On a gray day in late January — four days after President Trump's inauguration and three days after the Women's March — I received a call from the newly constituted office of Ivanka Trump. I was invited to the White House to discuss a computer-science education initiative she was spearheading. She wanted the organization I founded, Girls Who Code, to join. Despite my deep personal opposition to many of the positions President Trump had already expressed, I was prepared, in the interest of furthering our mission, to collaborate with his new administration the way we had with the Obama administration.
Three days later, the president signed Executive Order 13769, which indefinitely barred Syrian refugees from entering the United States and blocked citizens of seven predominantly Muslim countries from entry for 90 days, keeping the "Muslim Ban" promise Trump made on the campaign trail. I immediately thought of the many young immigrants — including Syrian refugees — who participate in Girls Who Code, which is dedicated to educating, empowering, and equipping girls with the skills and resources to pursue opportunities in technology and engineering. I thought of the girls wearing hijabs in our after-school clubs, many of them from families with roots in the seven countries Mr. Trump had singled out. I thought of the Islamophobia many of them have faced. By putting anti-Muslim stereotypes and bigotry into policy, the president of the United States, I worried, had just painted a target on their backs.
If I agreed to work with his administration, how could I look these girls in the eye? And what good would it do to advance my organization's educational mission if I offered implicit support to an administration that didn't see these girls and members of their families as fully American — let alone as the leaders we hope they will become?I declined Ms. Trump's invitation.
This week, President Trump directed the Education Department to commit at least $200 million toward computer science education. Several corporate and nonprofit partners were on hand at a Detroit event to celebrate the occasion. Girls Who Code was not.
While I have great respect for the partners participating in this program, many of whom support the work of Girls Who Code, I do not believe this initiative — nor any partnership with this White House — can reverse the harm this administration has already done in attempting to legitimize intolerance. Indeed, collaborating with this administration, on any issue, emboldens it only further.It's no accident that two days before Ms. Trump boasted about the new program's modest funding for increasing diversity in computer science, the White House unleashed yet another attack on diversity in America, in the form of a revised travel ban — this one more expansive and punitive than the original. Federal funding for increasing inclusion means little when coupled with policies like this and others that trample on the rights of immigrants, women, and L.G.B.T.Q. Americans.
Standing beside the Trump administration on one issue makes it harder to stand up to it — and against its bigoted agenda. Many in the private and nonprofit sectors have already learned this the hard way. During the last eight months, business, religious and nonprofit leaders who initially gave the White House the benefit of the doubt — who suppressed their moral outrage and joined advisory councils with the idea that it was important to have a seat at the table — have resigned and renounced their support for the president and his policies. What they seem to have discovered is what many of us already knew: There was never a table in any meaningful sense, nor any seats to take. There was only a facade — a cynical front for this administration's insidious agenda. The private and nonprofit sectors must not take part in it anymore, at any level.I am not suggesting that there is no room for negotiation. That is the job of our elected lawmakers — Senator Chuck Schumer; Representative Nancy Pelosi; Mitch McConnell, the Senate majority leader; and Paul Ryan, the House speaker — whose responsibility it is to minimize harm and maximize concessions on the way to compromise.

→ **Goal A**:
What amount did President Trump direct the Education Department to commit toward computer science education, according to the essay about Girls Who Code?

→ **Excerpted data**:
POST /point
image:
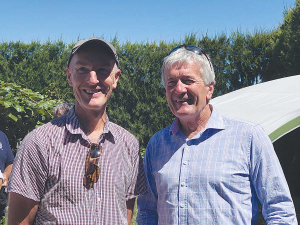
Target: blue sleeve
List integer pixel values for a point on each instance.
(269, 181)
(147, 203)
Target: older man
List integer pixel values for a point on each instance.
(79, 168)
(206, 168)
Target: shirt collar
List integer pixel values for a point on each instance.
(215, 122)
(73, 126)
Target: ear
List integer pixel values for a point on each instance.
(68, 72)
(210, 91)
(116, 77)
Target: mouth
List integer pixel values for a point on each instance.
(183, 100)
(92, 91)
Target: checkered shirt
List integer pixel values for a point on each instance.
(50, 165)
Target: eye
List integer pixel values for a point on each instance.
(171, 83)
(102, 71)
(188, 81)
(82, 70)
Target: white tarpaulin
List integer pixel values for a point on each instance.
(275, 105)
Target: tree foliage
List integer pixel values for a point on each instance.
(21, 110)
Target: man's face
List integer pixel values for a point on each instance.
(93, 76)
(186, 92)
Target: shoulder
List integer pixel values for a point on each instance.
(42, 135)
(2, 135)
(121, 134)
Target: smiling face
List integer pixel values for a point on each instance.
(186, 93)
(93, 75)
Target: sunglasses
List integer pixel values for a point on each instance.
(191, 48)
(91, 166)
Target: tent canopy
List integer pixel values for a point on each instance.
(275, 105)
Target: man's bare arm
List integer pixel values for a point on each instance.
(21, 210)
(130, 206)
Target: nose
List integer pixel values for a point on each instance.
(180, 87)
(93, 78)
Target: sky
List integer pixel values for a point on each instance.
(136, 21)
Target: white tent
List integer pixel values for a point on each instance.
(275, 105)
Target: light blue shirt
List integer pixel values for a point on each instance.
(217, 177)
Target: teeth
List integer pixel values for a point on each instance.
(92, 91)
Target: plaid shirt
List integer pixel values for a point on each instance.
(50, 165)
(217, 177)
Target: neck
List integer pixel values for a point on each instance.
(91, 122)
(191, 127)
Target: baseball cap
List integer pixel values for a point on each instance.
(97, 40)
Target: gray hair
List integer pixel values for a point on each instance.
(181, 56)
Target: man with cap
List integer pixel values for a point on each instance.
(79, 168)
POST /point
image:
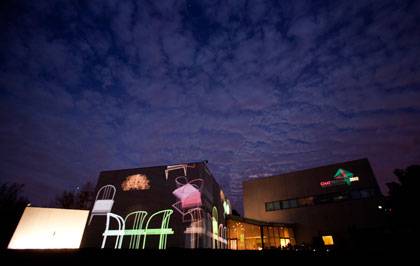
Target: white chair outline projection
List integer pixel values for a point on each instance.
(197, 228)
(119, 233)
(103, 202)
(175, 167)
(163, 231)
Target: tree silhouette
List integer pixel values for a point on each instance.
(403, 200)
(80, 199)
(12, 204)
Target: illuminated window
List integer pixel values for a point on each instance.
(135, 182)
(284, 242)
(328, 240)
(293, 203)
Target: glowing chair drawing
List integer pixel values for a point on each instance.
(136, 231)
(175, 167)
(104, 201)
(215, 227)
(163, 231)
(197, 227)
(222, 236)
(119, 233)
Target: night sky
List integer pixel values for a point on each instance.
(254, 87)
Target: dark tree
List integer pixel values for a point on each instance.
(403, 199)
(82, 198)
(12, 204)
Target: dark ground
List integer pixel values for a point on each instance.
(189, 257)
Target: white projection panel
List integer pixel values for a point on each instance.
(49, 228)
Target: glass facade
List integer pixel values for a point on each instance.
(320, 199)
(244, 234)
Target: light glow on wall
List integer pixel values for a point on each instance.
(49, 228)
(341, 177)
(328, 240)
(135, 182)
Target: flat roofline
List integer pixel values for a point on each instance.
(153, 166)
(257, 222)
(303, 170)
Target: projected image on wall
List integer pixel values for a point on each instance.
(156, 208)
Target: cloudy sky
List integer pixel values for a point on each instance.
(255, 87)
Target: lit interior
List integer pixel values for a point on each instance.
(49, 228)
(328, 240)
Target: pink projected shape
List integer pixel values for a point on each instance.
(189, 196)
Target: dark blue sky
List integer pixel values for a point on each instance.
(255, 87)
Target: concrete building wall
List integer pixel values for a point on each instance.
(328, 218)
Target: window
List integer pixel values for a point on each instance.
(328, 240)
(355, 194)
(293, 203)
(269, 206)
(364, 193)
(302, 202)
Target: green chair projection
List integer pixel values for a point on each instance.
(136, 219)
(118, 233)
(163, 231)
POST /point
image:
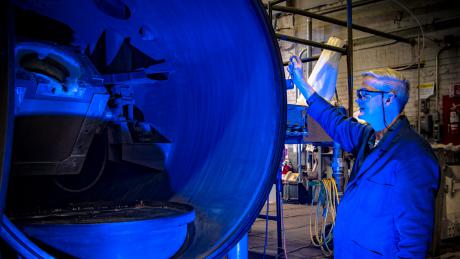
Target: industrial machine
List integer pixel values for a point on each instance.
(130, 125)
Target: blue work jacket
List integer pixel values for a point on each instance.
(387, 210)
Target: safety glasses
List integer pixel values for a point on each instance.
(364, 94)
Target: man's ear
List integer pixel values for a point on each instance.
(390, 98)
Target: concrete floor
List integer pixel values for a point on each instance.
(298, 244)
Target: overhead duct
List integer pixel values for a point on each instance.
(130, 111)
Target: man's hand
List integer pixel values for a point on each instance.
(296, 72)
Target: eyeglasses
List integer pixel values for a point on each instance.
(364, 94)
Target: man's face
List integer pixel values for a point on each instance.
(370, 102)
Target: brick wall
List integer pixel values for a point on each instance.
(372, 52)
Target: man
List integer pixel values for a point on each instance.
(387, 210)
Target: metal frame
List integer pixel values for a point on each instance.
(349, 48)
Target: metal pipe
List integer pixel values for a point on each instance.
(309, 48)
(436, 115)
(309, 42)
(342, 23)
(350, 57)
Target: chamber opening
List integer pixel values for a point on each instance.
(184, 117)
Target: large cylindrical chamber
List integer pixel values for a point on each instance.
(210, 83)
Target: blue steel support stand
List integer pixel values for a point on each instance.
(240, 251)
(278, 216)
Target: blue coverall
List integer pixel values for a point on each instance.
(387, 210)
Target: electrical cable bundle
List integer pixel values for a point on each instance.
(328, 200)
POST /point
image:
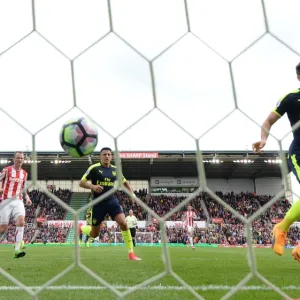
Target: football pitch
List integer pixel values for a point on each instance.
(210, 271)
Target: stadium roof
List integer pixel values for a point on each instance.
(60, 166)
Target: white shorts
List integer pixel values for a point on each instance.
(190, 229)
(11, 208)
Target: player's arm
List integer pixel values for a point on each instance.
(128, 186)
(273, 117)
(87, 185)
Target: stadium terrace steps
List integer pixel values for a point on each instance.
(77, 201)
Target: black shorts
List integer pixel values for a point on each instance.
(132, 231)
(110, 206)
(294, 163)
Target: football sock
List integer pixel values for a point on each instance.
(127, 240)
(19, 237)
(86, 229)
(291, 216)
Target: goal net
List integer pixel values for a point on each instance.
(141, 238)
(56, 79)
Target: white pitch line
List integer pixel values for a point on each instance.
(155, 287)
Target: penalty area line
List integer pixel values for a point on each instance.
(154, 287)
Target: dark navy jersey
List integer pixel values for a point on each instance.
(100, 175)
(290, 104)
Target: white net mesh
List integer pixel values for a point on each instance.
(69, 59)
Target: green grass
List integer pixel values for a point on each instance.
(202, 267)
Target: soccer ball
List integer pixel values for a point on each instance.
(79, 137)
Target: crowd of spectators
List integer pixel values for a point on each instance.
(227, 230)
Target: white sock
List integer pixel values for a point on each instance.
(2, 235)
(19, 237)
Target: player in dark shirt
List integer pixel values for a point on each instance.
(103, 176)
(289, 104)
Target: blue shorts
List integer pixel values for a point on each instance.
(110, 206)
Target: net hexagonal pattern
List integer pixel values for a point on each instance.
(223, 62)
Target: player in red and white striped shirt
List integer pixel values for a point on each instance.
(189, 218)
(12, 192)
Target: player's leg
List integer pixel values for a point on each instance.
(133, 232)
(98, 213)
(190, 232)
(280, 230)
(80, 238)
(116, 213)
(18, 213)
(5, 211)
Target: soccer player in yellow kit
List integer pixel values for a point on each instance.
(103, 176)
(289, 104)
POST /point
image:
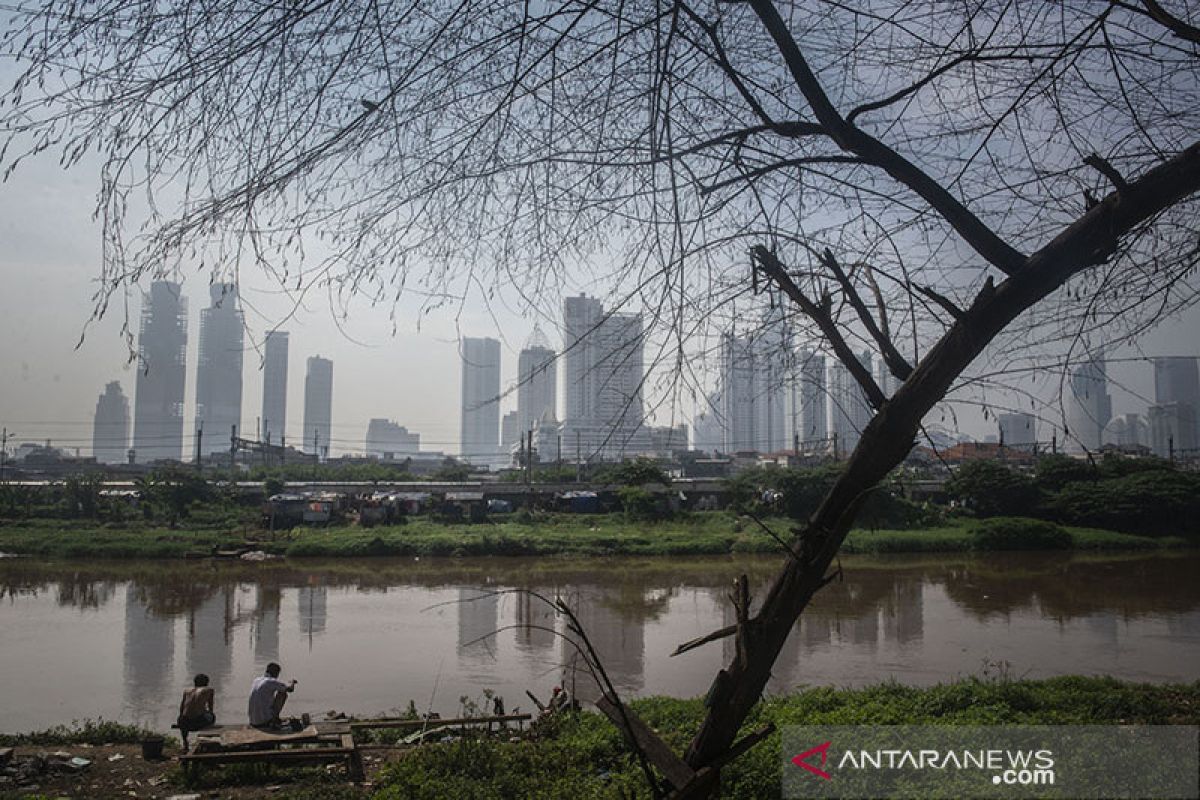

→ **Goal B**:
Arrange the part of the records that opens with the line containing "Target: goal net" and continues through the end of the records as a Markdown table with the columns Row and Line, one line per row. Skip blank lines and leave the pictures out.

→ **Full answer A**:
At least $200 million.

→ **Full answer B**:
| Row | Line |
|---|---|
| 1 | Target: goal net |
| 2 | List integer pixel values for a point on each instance. |
| 3 | (141, 238) |
| 4 | (56, 79) |
| 5 | Target: white pitch line |
| 6 | List integer pixel values for a point on each instance. |
| 7 | (155, 287) |
| 8 | Target: penalty area line |
| 9 | List integer pixel values for a point on each instance. |
| 10 | (154, 287) |
| 11 | Target: dark navy jersey |
| 12 | List integer pixel values for a point on each instance. |
| 13 | (100, 175) |
| 14 | (290, 104) |
| 15 | Target: white net mesh |
| 16 | List integer pixel values for a point on each instance. |
| 17 | (69, 59) |
| 18 | Target: green grass |
| 19 | List integer pixel values for a point on each instance. |
| 20 | (202, 267) |
| 21 | Target: soccer ball |
| 22 | List integer pixel values for a point on each instance. |
| 23 | (79, 137) |
| 24 | Target: crowd of spectators |
| 25 | List integer pixel values for a point on each instance. |
| 26 | (227, 230) |
| 27 | Target: white sock |
| 28 | List integer pixel values for a point on each instance. |
| 29 | (2, 235) |
| 30 | (19, 237) |
| 31 | Target: player in dark shirt |
| 32 | List integer pixel values for a point on each instance. |
| 33 | (103, 176) |
| 34 | (289, 104) |
| 35 | Target: blue shorts |
| 36 | List integer pixel values for a point on each instance. |
| 37 | (110, 206) |
| 38 | Target: net hexagonal pattern |
| 39 | List integer pixel values for a point on each instance. |
| 40 | (223, 62) |
| 41 | Target: player in red and white striped shirt |
| 42 | List integer pixel values for a point on each instance. |
| 43 | (189, 218) |
| 44 | (12, 192) |
| 45 | Target: player's leg |
| 46 | List integer pixel values for a point on each instance. |
| 47 | (133, 232) |
| 48 | (98, 213) |
| 49 | (190, 232) |
| 50 | (280, 230) |
| 51 | (80, 238) |
| 52 | (116, 213) |
| 53 | (18, 213) |
| 54 | (5, 211) |
| 55 | Target: soccer player in yellow kit |
| 56 | List integer pixel values for a point on each instance. |
| 57 | (103, 176) |
| 58 | (289, 104) |
| 59 | POST /point |
| 60 | image: |